** Begin Available data **

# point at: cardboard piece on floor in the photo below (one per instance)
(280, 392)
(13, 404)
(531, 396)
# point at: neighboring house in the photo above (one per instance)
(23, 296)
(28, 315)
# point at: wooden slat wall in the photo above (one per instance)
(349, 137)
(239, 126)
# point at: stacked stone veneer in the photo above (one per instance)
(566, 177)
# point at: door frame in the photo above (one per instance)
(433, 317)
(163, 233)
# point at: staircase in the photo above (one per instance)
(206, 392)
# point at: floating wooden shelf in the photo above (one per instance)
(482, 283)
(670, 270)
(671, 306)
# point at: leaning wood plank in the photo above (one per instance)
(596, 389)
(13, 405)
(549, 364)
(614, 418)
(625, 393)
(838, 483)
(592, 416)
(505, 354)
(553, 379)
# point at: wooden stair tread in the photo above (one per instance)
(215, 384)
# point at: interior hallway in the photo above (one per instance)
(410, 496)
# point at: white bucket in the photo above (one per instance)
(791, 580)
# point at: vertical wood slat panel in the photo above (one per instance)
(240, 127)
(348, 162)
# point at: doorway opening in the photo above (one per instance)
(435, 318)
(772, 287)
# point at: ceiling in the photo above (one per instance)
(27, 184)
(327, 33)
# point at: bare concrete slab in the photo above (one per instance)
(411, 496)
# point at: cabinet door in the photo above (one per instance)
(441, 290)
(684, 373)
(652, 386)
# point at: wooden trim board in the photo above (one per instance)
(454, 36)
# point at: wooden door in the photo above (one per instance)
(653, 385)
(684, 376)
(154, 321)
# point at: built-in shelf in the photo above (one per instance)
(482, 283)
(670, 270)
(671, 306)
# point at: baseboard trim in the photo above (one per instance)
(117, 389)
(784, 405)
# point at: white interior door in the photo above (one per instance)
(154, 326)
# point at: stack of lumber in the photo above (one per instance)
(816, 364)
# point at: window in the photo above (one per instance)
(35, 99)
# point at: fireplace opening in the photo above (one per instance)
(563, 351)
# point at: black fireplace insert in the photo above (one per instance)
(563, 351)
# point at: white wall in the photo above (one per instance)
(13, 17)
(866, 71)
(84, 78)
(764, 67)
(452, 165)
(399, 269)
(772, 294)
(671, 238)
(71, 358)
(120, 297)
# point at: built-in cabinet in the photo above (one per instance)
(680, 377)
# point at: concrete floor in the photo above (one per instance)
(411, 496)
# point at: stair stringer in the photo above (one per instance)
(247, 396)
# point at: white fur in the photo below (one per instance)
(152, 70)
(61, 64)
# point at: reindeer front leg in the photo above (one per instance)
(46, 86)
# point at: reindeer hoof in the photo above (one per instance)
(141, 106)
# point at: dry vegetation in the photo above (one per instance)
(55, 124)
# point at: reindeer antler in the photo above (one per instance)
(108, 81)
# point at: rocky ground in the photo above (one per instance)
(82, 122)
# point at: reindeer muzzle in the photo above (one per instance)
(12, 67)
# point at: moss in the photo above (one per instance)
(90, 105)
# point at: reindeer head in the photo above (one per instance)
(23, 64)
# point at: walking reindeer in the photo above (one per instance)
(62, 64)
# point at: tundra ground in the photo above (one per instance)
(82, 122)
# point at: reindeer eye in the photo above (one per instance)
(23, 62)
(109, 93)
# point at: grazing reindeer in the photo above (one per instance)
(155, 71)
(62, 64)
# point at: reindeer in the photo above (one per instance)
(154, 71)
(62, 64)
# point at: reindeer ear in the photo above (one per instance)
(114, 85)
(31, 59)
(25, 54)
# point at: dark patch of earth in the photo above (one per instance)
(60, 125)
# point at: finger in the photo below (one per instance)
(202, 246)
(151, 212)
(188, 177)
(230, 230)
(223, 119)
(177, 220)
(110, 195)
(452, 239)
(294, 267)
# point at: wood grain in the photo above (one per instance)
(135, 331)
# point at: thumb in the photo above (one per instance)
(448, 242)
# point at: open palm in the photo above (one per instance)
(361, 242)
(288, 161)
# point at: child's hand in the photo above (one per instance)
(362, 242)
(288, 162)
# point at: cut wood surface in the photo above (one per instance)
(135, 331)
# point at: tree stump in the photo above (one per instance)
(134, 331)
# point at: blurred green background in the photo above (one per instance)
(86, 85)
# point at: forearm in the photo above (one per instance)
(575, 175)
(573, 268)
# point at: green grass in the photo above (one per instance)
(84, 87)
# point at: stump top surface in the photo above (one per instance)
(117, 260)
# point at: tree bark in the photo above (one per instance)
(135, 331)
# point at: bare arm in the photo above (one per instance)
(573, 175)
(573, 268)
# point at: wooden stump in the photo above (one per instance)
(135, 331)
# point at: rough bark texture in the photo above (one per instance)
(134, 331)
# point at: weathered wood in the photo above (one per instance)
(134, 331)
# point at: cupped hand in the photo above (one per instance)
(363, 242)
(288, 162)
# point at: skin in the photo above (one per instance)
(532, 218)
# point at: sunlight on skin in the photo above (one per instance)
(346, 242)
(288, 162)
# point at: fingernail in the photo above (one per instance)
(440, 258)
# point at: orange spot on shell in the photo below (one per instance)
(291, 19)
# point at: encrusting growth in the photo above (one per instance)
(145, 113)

** End Available data **

What the exercise asks: List as a numbered list everything in the entries above, from the line containing "# point at: stump" down to the end of the entries, both ends included. Omit blank lines.

The completed task:
1. # point at: stump top surface in the photo above (one per instance)
2. (117, 260)
3. # point at: tree bark in the photo above (one per instance)
4. (135, 331)
5. # point at: bare arm in the photo above (one per instance)
6. (573, 175)
7. (573, 268)
8. # point at: wooden stump in the photo above (one per instance)
9. (135, 331)
10. # point at: rough bark texture in the photo above (one per instance)
11. (134, 331)
12. # point at: weathered wood in the photo above (one per instance)
13. (134, 331)
14. # point at: cupped hand in the photo above (one per instance)
15. (363, 242)
16. (288, 162)
17. # point at: skin in the photo above (one per instance)
18. (532, 218)
19. # point at: sunlight on skin in the photo above (one per instance)
20. (346, 242)
21. (288, 162)
22. # point at: fingernail in the photo above (one per instance)
23. (440, 258)
24. # point at: orange spot on shell in the photo below (one per instance)
25. (291, 19)
26. # point at: encrusting growth in the photo above (one per instance)
27. (145, 113)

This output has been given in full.